Text excerpt:
Extensions to any function
By the weak law of large numbers, for a random sample \(X_1,...\) each with same mean \(E(X)\), then
\[ \frac{1}{n}\sum_{i=1}^nX_i\overset{p}{\rightarrow}E(X) \]
A natural extension of the weak law of large numbers relates to function of random variables
\[ \frac{1}{n}\sum_{i=1}^n f(X_i)\overset{p}{\longrightarrow} \mathbb{E}[f(X)] \]
For example, suppose \(X\sim N(0,1)\). We know that \(X^2 \sim \chi^2_{(df=1)}\) and \(E(X^2)=1\). To demonstrate for a sequence of realizations \(x_1,x_2,..x_n\) of \(X\), we have the following:
## [1] 0.9451379
The next section shows the application of LLN in numerical computations.
Application of law of large numbers in sampling distributions and inference will be discussed more in Chapter 10.
9.4 Monte Carlo Integration
Suppose we want to evaluate a definite integral:
\[ \int_a^b f(x)dx \]
where \(f\) is some function. For most functions, there is no closed-form expression for such definite integrals.

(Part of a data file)

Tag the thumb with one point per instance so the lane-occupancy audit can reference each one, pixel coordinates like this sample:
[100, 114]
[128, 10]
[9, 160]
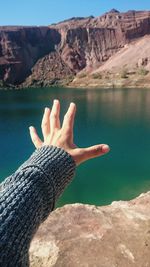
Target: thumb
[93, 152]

Problem description:
In the excerpt on extending the law of large numbers to any function, write out the passage from "Extensions to any" to "in Chapter 10.", substituting "observations" for "realizations".

Output of the task:
Extensions to any function
By the weak law of large numbers, for a random sample \(X_1,...\) each with same mean \(E(X)\), then
\[ \frac{1}{n}\sum_{i=1}^nX_i\overset{p}{\rightarrow}E(X) \]
A natural extension of the weak law of large numbers relates to function of random variables
\[ \frac{1}{n}\sum_{i=1}^n f(X_i)\overset{p}{\longrightarrow} \mathbb{E}[f(X)] \]
For example, suppose \(X\sim N(0,1)\). We know that \(X^2 \sim \chi^2_{(df=1)}\) and \(E(X^2)=1\). To demonstrate for a sequence of observations \(x_1,x_2,..x_n\) of \(X\), we have the following:
## [1] 0.9451379
The next section shows the application of LLN in numerical computations.
Application of law of large numbers in sampling distributions and inference will be discussed more in Chapter 10.